■ Given task ■
Revise the entries from the first line through the line containing "Segment each instance of the red suv.", putting "blue sedan" wherever "red suv" appears and leaving everything else unchanged.

■ Raw data ■
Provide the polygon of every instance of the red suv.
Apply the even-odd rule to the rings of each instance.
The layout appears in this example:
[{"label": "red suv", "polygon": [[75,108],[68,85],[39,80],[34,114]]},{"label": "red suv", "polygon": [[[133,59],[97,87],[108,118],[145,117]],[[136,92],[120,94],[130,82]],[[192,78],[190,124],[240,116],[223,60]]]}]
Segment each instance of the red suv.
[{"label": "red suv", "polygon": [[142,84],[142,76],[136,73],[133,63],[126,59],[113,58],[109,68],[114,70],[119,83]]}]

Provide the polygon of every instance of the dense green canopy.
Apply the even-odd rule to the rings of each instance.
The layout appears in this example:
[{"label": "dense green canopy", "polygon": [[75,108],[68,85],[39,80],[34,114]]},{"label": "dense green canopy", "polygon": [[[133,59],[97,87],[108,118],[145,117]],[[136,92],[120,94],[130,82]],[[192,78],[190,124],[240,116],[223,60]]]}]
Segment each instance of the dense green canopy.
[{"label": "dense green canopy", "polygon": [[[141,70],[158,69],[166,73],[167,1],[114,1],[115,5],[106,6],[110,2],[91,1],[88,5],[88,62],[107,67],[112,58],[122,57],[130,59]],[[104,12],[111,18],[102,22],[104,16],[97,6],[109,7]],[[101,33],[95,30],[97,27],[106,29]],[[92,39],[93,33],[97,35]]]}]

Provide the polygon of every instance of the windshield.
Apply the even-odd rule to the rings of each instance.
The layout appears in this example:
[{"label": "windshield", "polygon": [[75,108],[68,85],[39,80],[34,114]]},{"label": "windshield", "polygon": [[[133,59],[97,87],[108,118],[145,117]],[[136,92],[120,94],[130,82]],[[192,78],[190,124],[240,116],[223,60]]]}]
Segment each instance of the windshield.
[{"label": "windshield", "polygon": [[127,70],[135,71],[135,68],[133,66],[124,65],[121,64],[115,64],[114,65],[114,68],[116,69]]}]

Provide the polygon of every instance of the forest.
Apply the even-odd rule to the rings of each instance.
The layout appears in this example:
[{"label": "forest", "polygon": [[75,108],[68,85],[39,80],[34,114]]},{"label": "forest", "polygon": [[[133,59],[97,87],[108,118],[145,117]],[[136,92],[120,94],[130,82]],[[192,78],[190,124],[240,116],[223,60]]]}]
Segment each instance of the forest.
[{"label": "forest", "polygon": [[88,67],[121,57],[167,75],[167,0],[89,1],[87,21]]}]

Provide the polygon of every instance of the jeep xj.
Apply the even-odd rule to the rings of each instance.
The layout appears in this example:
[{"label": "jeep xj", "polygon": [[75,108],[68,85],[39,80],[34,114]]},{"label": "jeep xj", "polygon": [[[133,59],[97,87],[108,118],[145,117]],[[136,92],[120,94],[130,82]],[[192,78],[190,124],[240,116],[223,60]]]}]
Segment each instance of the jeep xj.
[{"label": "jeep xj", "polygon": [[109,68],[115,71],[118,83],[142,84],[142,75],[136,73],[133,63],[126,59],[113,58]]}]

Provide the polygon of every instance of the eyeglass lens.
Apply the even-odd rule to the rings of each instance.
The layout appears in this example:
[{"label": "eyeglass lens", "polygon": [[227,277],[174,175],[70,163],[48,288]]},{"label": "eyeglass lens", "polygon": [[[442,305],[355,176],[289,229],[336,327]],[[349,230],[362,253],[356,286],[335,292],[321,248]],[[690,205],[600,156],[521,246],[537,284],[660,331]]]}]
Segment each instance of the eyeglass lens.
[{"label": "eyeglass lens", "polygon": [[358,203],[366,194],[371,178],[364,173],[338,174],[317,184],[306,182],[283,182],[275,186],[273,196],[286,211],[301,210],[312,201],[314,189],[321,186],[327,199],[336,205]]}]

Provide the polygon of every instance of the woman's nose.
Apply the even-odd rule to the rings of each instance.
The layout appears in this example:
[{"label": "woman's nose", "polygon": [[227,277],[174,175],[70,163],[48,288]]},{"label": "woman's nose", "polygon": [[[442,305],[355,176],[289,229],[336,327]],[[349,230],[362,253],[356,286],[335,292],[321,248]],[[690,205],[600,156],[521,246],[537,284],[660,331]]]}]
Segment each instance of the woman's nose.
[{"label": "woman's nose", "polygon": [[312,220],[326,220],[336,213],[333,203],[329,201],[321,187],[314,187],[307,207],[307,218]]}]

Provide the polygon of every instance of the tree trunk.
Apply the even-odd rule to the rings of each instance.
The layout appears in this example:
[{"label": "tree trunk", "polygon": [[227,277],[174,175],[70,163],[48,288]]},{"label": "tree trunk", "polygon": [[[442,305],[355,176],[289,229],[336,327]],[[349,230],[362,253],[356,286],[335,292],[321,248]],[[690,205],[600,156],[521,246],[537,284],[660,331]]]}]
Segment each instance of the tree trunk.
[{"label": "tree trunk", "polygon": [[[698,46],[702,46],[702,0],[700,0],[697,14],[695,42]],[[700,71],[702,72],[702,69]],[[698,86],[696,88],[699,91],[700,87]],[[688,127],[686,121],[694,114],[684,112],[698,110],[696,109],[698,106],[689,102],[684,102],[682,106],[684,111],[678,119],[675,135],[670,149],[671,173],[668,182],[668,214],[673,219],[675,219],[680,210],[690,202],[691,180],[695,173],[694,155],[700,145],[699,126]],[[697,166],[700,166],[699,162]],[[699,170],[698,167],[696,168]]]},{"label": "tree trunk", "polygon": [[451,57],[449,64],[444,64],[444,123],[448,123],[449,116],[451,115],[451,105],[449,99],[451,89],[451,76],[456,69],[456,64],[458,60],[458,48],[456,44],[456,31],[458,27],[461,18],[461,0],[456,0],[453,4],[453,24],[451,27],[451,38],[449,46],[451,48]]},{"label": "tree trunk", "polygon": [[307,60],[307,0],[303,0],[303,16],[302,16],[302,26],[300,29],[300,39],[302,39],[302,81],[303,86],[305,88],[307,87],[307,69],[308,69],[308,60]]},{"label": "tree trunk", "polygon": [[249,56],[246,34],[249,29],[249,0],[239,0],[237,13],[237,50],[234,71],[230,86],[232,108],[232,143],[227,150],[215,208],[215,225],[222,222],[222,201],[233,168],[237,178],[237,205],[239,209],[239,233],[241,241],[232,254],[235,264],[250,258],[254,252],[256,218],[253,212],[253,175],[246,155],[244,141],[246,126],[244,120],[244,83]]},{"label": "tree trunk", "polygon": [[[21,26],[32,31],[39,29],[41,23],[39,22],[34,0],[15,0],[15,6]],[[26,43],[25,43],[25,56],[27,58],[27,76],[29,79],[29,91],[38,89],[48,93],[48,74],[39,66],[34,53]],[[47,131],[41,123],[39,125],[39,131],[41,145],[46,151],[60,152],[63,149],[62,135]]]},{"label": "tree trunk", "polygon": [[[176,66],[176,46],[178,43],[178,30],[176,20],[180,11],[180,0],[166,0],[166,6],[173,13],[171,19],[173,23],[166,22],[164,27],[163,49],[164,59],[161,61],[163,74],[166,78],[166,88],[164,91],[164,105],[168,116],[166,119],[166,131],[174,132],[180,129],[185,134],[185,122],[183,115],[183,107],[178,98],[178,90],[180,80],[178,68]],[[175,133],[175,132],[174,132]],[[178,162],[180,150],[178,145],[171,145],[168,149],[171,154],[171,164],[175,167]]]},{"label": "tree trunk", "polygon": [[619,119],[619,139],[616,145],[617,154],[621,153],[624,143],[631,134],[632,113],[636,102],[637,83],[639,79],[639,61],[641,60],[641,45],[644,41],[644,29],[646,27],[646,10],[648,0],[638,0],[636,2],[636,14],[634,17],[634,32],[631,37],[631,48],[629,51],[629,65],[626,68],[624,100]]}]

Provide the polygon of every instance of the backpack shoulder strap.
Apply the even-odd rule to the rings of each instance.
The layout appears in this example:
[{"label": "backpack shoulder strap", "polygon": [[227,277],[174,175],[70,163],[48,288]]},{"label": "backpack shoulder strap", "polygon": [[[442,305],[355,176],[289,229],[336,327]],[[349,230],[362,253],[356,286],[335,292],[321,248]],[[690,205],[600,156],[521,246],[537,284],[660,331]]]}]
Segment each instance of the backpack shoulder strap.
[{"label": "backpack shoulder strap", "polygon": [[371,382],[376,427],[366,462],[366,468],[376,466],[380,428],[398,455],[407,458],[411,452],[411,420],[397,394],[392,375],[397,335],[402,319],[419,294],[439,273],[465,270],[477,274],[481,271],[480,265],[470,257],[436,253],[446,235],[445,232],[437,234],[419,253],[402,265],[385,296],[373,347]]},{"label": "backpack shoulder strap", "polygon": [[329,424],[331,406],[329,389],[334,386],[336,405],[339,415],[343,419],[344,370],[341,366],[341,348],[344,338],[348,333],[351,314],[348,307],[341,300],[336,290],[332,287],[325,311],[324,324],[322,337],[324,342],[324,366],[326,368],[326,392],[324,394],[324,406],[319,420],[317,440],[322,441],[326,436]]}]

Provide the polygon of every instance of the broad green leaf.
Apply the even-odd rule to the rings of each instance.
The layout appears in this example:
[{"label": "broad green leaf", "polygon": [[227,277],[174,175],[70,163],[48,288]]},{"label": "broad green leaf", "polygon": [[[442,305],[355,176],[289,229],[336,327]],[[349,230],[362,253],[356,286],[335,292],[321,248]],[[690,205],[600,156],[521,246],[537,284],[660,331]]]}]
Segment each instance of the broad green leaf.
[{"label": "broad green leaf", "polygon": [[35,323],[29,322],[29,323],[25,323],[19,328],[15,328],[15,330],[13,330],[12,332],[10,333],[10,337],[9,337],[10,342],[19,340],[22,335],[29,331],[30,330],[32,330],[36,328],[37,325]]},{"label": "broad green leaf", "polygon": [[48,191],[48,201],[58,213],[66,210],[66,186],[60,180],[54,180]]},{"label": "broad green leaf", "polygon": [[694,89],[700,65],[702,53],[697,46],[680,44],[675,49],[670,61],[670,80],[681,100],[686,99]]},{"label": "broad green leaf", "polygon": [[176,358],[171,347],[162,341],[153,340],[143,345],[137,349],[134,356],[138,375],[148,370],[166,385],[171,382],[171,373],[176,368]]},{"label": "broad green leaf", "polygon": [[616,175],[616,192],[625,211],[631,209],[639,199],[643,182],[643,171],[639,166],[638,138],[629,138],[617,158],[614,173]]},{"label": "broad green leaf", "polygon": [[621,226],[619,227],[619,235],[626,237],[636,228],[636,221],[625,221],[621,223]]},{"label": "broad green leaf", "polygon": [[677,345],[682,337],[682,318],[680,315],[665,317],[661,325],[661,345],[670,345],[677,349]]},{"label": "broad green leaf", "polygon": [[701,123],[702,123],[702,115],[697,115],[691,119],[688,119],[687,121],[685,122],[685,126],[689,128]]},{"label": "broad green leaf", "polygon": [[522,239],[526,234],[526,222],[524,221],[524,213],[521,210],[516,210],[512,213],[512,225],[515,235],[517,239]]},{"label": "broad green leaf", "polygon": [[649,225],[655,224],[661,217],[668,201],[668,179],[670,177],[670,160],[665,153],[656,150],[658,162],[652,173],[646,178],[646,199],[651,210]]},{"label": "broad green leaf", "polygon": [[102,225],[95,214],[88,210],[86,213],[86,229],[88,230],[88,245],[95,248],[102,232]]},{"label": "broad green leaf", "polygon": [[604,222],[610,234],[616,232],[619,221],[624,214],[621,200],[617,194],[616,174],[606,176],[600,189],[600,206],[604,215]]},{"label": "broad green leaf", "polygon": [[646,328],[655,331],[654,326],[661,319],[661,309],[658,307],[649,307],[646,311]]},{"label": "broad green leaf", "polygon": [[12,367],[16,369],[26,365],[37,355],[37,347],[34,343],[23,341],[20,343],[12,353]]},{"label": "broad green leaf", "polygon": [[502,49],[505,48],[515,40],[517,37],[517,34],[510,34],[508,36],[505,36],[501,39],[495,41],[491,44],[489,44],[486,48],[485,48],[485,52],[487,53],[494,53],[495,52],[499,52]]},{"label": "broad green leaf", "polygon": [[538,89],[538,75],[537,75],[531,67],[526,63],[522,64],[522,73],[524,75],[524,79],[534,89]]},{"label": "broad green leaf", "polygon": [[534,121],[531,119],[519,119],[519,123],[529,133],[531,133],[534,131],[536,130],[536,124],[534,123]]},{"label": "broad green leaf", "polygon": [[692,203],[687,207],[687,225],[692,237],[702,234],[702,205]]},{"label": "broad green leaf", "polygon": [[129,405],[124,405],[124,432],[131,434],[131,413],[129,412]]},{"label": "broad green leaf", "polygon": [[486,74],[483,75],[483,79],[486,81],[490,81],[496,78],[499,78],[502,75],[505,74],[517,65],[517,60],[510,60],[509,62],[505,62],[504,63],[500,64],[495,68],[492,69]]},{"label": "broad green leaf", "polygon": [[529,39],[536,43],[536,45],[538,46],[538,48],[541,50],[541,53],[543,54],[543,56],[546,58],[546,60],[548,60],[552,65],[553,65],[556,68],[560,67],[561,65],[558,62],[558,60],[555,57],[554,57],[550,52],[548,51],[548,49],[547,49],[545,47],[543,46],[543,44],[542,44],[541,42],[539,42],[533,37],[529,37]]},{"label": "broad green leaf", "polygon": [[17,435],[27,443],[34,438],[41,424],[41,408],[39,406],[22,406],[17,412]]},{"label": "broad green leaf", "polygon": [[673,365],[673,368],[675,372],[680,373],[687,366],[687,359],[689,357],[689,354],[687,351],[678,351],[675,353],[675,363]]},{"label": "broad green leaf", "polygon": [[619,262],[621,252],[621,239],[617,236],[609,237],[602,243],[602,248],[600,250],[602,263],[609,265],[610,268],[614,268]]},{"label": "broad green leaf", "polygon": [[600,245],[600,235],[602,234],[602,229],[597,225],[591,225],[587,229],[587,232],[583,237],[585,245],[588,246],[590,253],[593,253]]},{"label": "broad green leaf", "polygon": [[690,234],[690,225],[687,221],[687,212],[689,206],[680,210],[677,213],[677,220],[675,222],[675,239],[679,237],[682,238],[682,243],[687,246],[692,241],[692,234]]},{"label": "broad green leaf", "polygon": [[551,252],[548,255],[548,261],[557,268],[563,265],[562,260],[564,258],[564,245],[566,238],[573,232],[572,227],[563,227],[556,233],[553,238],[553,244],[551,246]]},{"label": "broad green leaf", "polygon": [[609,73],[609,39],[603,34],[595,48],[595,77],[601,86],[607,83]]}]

■ Solved exercise ■
Provide the polygon of every instance of the blue sedan.
Apply the even-odd rule to the rings of each instance.
The layout appears in this example:
[{"label": "blue sedan", "polygon": [[75,108],[68,85],[39,80],[34,114]]},{"label": "blue sedan", "polygon": [[[133,59],[97,87],[108,118],[145,117]],[[136,92],[120,94],[130,82]],[[192,78],[190,124],[240,116],[223,60]]]}]
Segment each instance of the blue sedan.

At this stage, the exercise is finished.